• Passage given
Answered by nirman95
8

Given:

A toy cart on the floor moves 10m at 37° north of east and then 15m at 53° south of east and finally moves ‘d’ meters at 60° North of east. The net displacement is towards east.

To find:

Value of d.

Calculation:

Considering Actual Cartesian Graph:

Let 10 m towards 37° NE be denoted vector a:

 \vec {a} = 10 \cos(37 \degree)  \hat{i} + 10 \sin(37 \degree)  \hat{j}

 =  >  \vec {a} = 8  \hat{i} + 6 \hat{j}

Similarly , 15 m towards 53° SE be denoted by vector b.

 \vec {b} = 15 \cos(53 \degree)  \hat{i}  -  15 \sin(53 \degree)  \hat{j}

 =  >  \vec {b} = 9  \hat{i}  -  12 \hat{j}

Similarly d metres towards 60° NE be denoted be vector c.

• Direction a
In the toy cart problem, which direction is the net displacement?

(Items from a dataset)
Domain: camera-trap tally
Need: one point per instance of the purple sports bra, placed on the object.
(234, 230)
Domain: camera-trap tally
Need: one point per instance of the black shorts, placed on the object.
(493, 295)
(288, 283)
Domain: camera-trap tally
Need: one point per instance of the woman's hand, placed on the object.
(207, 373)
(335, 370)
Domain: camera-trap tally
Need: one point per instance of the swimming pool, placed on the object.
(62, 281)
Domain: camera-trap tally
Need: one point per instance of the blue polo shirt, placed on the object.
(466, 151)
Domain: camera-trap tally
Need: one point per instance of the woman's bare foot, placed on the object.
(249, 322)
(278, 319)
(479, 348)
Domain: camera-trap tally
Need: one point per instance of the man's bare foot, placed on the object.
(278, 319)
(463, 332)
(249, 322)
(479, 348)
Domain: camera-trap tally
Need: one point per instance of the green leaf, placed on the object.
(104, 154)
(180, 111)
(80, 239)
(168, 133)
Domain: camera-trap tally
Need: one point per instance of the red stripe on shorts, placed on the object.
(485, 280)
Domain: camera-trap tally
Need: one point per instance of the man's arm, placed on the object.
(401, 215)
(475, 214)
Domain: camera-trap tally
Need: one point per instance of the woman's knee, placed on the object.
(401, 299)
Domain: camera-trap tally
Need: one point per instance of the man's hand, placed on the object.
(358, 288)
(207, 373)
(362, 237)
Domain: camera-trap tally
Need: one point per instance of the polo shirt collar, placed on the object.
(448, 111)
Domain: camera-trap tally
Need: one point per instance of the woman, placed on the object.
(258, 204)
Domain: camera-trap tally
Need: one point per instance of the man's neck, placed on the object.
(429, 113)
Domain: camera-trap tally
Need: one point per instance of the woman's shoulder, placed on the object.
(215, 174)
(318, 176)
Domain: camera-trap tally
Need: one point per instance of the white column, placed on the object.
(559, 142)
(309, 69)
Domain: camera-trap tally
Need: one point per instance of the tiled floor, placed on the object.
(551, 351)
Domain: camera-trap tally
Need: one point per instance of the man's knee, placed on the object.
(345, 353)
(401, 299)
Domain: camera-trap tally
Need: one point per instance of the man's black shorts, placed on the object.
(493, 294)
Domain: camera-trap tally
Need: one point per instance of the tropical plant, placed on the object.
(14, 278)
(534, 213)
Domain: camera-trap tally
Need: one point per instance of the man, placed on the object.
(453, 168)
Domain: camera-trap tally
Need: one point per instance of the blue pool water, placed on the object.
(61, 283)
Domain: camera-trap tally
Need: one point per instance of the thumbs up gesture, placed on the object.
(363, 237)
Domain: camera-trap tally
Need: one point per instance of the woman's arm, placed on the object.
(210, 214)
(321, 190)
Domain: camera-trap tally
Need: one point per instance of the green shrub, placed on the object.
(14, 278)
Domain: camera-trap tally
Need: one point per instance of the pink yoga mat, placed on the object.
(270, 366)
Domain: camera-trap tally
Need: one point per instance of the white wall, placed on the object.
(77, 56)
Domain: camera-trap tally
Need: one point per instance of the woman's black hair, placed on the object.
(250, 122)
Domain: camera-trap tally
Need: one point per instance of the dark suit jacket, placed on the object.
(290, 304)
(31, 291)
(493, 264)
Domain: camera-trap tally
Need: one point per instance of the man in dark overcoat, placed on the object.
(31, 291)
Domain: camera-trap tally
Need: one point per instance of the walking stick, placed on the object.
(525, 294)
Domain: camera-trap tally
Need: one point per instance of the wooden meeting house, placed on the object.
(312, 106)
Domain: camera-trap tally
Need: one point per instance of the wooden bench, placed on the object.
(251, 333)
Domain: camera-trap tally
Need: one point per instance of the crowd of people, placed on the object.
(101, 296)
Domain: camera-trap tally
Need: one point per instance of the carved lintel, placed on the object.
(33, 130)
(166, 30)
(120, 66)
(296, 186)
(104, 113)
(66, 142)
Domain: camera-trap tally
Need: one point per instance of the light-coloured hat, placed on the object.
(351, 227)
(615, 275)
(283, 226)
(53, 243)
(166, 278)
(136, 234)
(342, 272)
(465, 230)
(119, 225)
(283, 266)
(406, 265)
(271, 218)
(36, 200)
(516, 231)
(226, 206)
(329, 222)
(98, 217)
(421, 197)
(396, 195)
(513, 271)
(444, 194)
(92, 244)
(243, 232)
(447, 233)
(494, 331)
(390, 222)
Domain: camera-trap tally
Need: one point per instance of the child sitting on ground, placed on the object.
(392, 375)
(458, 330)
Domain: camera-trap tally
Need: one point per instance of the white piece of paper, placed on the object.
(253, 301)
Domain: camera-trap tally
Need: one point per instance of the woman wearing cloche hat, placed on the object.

• Direction b
Filter the records down to every line that contains the string "shirt", with matching case.

• Finished answer a
Toward the east.

• Finished answer b
Need: one point per instance of the blue polo shirt, placed on the object.
Need: one point per instance of the polo shirt collar, placed on the object.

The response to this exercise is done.